'''

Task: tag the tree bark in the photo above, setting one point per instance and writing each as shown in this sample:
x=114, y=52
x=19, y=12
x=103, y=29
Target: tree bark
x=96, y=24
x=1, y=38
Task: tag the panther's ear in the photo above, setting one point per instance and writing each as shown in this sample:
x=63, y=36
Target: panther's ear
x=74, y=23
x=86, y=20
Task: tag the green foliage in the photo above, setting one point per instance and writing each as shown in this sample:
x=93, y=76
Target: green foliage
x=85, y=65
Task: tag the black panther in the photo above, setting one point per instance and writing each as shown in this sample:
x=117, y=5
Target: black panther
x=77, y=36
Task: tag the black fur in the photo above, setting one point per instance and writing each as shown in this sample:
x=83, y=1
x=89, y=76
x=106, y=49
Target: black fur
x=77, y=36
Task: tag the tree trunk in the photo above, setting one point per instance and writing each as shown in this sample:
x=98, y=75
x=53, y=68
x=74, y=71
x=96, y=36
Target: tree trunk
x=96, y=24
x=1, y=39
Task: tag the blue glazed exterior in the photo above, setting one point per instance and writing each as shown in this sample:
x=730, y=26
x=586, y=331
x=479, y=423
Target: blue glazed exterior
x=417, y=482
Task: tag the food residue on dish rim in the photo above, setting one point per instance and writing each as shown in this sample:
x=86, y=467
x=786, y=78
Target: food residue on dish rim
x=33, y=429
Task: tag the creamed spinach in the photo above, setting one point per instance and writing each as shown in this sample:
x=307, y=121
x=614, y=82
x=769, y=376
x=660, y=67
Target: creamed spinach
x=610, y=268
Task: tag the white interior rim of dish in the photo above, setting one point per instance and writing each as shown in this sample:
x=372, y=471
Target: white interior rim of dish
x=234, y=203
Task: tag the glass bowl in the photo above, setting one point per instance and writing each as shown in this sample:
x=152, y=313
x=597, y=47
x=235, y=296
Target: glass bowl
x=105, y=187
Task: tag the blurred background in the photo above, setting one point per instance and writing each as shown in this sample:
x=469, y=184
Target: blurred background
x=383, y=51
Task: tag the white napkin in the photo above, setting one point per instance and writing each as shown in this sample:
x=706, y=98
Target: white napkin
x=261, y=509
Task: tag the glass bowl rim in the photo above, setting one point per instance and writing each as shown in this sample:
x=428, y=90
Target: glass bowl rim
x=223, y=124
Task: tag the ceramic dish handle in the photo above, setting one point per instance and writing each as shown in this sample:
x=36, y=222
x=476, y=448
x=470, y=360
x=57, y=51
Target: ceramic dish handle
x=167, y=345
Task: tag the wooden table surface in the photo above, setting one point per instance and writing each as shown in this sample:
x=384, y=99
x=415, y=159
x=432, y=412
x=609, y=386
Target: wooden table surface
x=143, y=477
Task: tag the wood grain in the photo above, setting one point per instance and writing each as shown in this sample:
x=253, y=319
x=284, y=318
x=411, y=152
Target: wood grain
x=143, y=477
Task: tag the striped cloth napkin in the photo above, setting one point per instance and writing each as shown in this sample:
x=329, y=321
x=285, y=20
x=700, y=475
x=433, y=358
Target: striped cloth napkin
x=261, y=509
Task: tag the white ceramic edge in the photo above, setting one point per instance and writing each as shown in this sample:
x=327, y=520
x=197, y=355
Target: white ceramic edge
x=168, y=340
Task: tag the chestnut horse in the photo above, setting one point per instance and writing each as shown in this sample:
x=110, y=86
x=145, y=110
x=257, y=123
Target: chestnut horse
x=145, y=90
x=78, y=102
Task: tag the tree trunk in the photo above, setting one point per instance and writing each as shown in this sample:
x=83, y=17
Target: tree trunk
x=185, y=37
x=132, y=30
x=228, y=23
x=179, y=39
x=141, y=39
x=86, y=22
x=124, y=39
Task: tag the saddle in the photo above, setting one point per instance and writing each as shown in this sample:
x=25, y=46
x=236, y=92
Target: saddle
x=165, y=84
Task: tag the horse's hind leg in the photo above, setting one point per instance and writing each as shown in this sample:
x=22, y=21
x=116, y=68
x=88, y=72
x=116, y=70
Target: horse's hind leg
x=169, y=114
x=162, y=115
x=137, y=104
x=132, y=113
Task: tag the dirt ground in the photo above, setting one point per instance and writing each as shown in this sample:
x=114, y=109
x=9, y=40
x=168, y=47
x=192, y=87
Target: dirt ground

'''

### Exercise description
Please rewrite all of the lines above, replacing "tree trunk" with "tree stem" and leaving everything else unchanged.

### Task answer
Task: tag the tree bark in the photo above, setting one point per instance and writing each as shown in this sample:
x=114, y=52
x=19, y=12
x=103, y=29
Target: tree bark
x=96, y=24
x=1, y=38
Task: tag the panther's ear in the photo above, setting one point per instance and writing each as shown in this sample:
x=63, y=36
Target: panther's ear
x=74, y=23
x=86, y=20
Task: tag the green foliage in the photo above, setting one point per instance and writing each as shown in this sample:
x=93, y=76
Target: green foliage
x=85, y=65
Task: tag the black panther in the photo above, setting one point per instance and writing each as shown in this sample:
x=117, y=5
Target: black panther
x=77, y=36
Task: tag the black fur in the photo above, setting one point per instance and writing each as shown in this sample:
x=83, y=1
x=89, y=76
x=106, y=49
Target: black fur
x=77, y=36
Task: tag the tree stem in the photo above, setting one point per instance and writing each as shown in this sample:
x=98, y=75
x=53, y=68
x=74, y=71
x=96, y=36
Target: tree stem
x=96, y=24
x=1, y=39
Task: tag the blue glazed exterior in the photo above, setting one point per instance and writing each as shown in this sample:
x=730, y=26
x=586, y=331
x=479, y=423
Target: blue glazed exterior
x=417, y=482
Task: tag the food residue on dish rim in the photo above, setting one point per instance and writing each as shown in this sample:
x=86, y=467
x=786, y=78
Target: food residue on dish rim
x=33, y=429
Task: tag the creamed spinach in the photo above, setting one point per instance and writing each as shown in this sample:
x=307, y=121
x=614, y=82
x=769, y=376
x=660, y=67
Target: creamed spinach
x=610, y=268
Task: tag the white interior rim of dish in the photo above, setting one point per instance and writing each as shown in this sample:
x=372, y=471
Target: white interior rim of dish
x=234, y=203
Task: tag the glass bowl in the photo above, setting one point per instance and writing each as shown in this sample:
x=152, y=313
x=597, y=47
x=235, y=296
Target: glass bowl
x=105, y=187
Task: tag the blurred background in the photo above, setting one point per instance and writing each as shown in this sample:
x=469, y=184
Target: blurred background
x=383, y=51
Task: tag the white napkin in the photo above, setting one point per instance and writing each as shown in this sample:
x=706, y=98
Target: white napkin
x=261, y=509
Task: tag the glass bowl rim in the photo above, setting one point per instance and writing each as shown in this sample:
x=428, y=90
Target: glass bowl rim
x=223, y=124
Task: tag the ceramic dish handle in the photo above, setting one point per instance and writing each as shown in this sample:
x=36, y=222
x=476, y=448
x=470, y=360
x=57, y=51
Target: ceramic dish handle
x=167, y=345
Task: tag the wooden table surface in the photo above, setting one point per instance and writing each as shown in this sample:
x=384, y=99
x=415, y=159
x=432, y=412
x=609, y=386
Target: wooden table surface
x=143, y=477
Task: tag the wood grain in the photo above, setting one point per instance and writing each as shown in this sample:
x=253, y=319
x=284, y=318
x=411, y=152
Target: wood grain
x=143, y=477
Task: tag the striped cloth napkin in the photo above, setting one point per instance and writing each as shown in this sample:
x=329, y=321
x=285, y=20
x=700, y=475
x=433, y=358
Target: striped cloth napkin
x=261, y=509
Task: tag the white ceramic edge in the photo above, setting one point per instance and writing each as shown in this sample:
x=327, y=520
x=197, y=355
Target: white ceramic edge
x=168, y=340
Task: tag the chestnut horse in the photo above, setting one point per instance and writing each as shown in this sample:
x=110, y=86
x=145, y=110
x=257, y=123
Target: chestnut horse
x=145, y=90
x=78, y=102
Task: tag the tree stem in the photo above, setting one point per instance and writing each as shown in this sample:
x=83, y=17
Target: tree stem
x=185, y=37
x=132, y=30
x=228, y=23
x=179, y=39
x=141, y=39
x=86, y=22
x=124, y=39
Task: tag the saddle in the photo above, setting one point per instance and writing each as shown in this sample:
x=25, y=46
x=236, y=92
Target: saddle
x=165, y=84
Task: tag the horse's hind leg in the photo above, setting one point per instance and writing each as shown in this sample:
x=22, y=21
x=116, y=68
x=88, y=72
x=116, y=70
Target: horse's hind leg
x=169, y=114
x=162, y=115
x=137, y=104
x=132, y=113
Task: tag the dirt ground in the photo above, setting one point per instance and writing each as shown in this sample:
x=114, y=109
x=9, y=40
x=168, y=47
x=192, y=87
Target: dirt ground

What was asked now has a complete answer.